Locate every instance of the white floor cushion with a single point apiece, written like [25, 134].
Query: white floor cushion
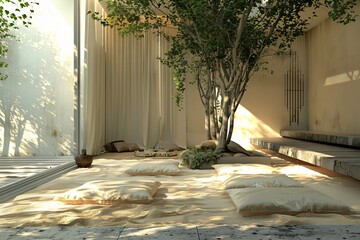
[260, 181]
[111, 192]
[153, 168]
[230, 169]
[291, 201]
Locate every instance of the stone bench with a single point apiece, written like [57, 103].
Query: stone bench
[340, 159]
[322, 137]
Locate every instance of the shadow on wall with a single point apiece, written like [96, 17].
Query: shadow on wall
[248, 126]
[36, 102]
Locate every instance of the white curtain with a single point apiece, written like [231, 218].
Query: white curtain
[127, 91]
[92, 84]
[139, 90]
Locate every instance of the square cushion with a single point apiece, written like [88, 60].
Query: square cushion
[132, 147]
[121, 146]
[291, 201]
[260, 181]
[230, 169]
[152, 168]
[111, 192]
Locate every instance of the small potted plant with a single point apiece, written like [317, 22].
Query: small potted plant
[84, 160]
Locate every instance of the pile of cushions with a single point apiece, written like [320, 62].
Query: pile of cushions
[258, 190]
[111, 192]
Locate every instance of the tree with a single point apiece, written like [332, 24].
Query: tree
[12, 14]
[220, 42]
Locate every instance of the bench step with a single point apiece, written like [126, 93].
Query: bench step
[321, 137]
[339, 159]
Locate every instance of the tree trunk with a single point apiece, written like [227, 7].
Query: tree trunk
[7, 134]
[222, 140]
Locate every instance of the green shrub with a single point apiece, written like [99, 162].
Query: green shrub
[195, 158]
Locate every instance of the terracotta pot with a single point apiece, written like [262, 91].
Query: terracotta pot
[84, 161]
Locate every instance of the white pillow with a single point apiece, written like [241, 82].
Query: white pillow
[153, 168]
[111, 192]
[260, 181]
[264, 201]
[229, 169]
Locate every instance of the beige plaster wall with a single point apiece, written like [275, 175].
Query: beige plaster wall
[262, 112]
[334, 77]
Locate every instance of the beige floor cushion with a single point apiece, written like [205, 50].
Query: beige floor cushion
[111, 192]
[290, 201]
[260, 181]
[230, 169]
[153, 168]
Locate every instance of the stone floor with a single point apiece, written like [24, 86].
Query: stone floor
[297, 232]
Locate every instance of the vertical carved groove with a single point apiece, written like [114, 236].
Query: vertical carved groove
[294, 89]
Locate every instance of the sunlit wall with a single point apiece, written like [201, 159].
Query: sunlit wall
[334, 77]
[37, 100]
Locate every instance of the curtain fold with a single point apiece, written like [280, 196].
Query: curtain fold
[127, 92]
[93, 83]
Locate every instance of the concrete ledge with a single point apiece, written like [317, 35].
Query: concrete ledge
[11, 190]
[339, 159]
[329, 138]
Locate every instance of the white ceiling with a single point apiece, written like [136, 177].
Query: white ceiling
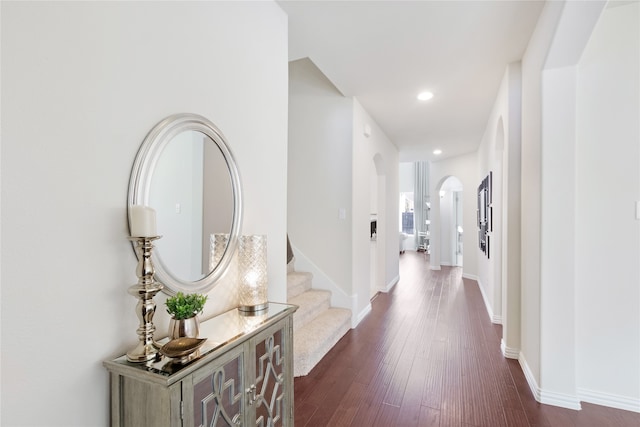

EXERCISE AIM:
Render the data above verbatim and without pictures.

COMPLETED EXERCISE:
Locate every instance of the white floor cushion with a single point apiece, written like [25, 134].
Query: white floor cushion
[260, 181]
[111, 192]
[153, 168]
[230, 169]
[291, 201]
Locate every instance of the stone bench with a single point apiece, written like [57, 103].
Query: stone bench
[340, 159]
[322, 137]
Locate every instance of the shadow on wall with a single point apiece, written like [96, 17].
Query: shadow on wall
[248, 126]
[36, 102]
Locate every instance of the white curtain with a single point apiece, written like [231, 218].
Query: white curtain
[127, 91]
[92, 84]
[139, 90]
Locate every instance of the square cushion with a single point apiece, written like [88, 60].
Query: square cushion
[132, 147]
[121, 146]
[291, 201]
[260, 181]
[230, 169]
[152, 168]
[111, 192]
Locate every instance of the small potted plant with a single point apiece, written like [317, 22].
Query: small potted plant
[84, 160]
Locate every instance of the pile of cushions with a single point apiece, written like [320, 62].
Query: pile of cushions
[258, 190]
[111, 192]
Locate every instance of the tree with a single point apiece, written like [332, 24].
Query: tree
[12, 14]
[220, 42]
Locate every instance of the bench step with a single point apiece, written like [126, 93].
Query: bench step
[321, 137]
[339, 159]
Locate every instance of the tree trunk with a single point apiece, written like [227, 7].
Query: tree trunk
[7, 134]
[222, 140]
Locate every instance of the green shrub with a single point apiece, written like [99, 162].
Query: green shrub
[195, 158]
Locate every instance of the terracotta pot with a single point apiece, written like [262, 91].
Query: terracotta pot
[84, 161]
Locate every instance of the white pillow with a single point apiece, written like [241, 82].
Query: white pillow
[153, 168]
[111, 192]
[260, 181]
[264, 201]
[229, 169]
Locate every instance of the beige plaster wall with a single point apiece, written like [275, 175].
Query: beige plaster wall
[262, 112]
[334, 77]
Locate every instance of the beige floor cushion with a single point apiece, written like [205, 50].
Query: beige floor cushion
[111, 192]
[290, 201]
[260, 181]
[230, 169]
[153, 168]
Locate every instance of the stone floor with a single point apiece, written like [24, 86].
Query: stone floor
[297, 232]
Locate every instance of the vertical carved groove with a single point apiece, written like [114, 236].
Query: vertical carved groove
[294, 89]
Locate every instance of the sunlit wall with a single point apiece, written like [201, 159].
Query: sunlit wall
[334, 77]
[37, 100]
Locate every instance of the curtain fold with a single point apiece, written like [280, 196].
Query: curtain fold
[127, 92]
[93, 83]
Locate every instance of the concrete ledge with a single point apiece, written like [317, 35].
Query: concrete ledge
[11, 190]
[339, 159]
[329, 138]
Locate every instance of the white ceiling with a single point apiece, written like [136, 177].
Query: white ceiling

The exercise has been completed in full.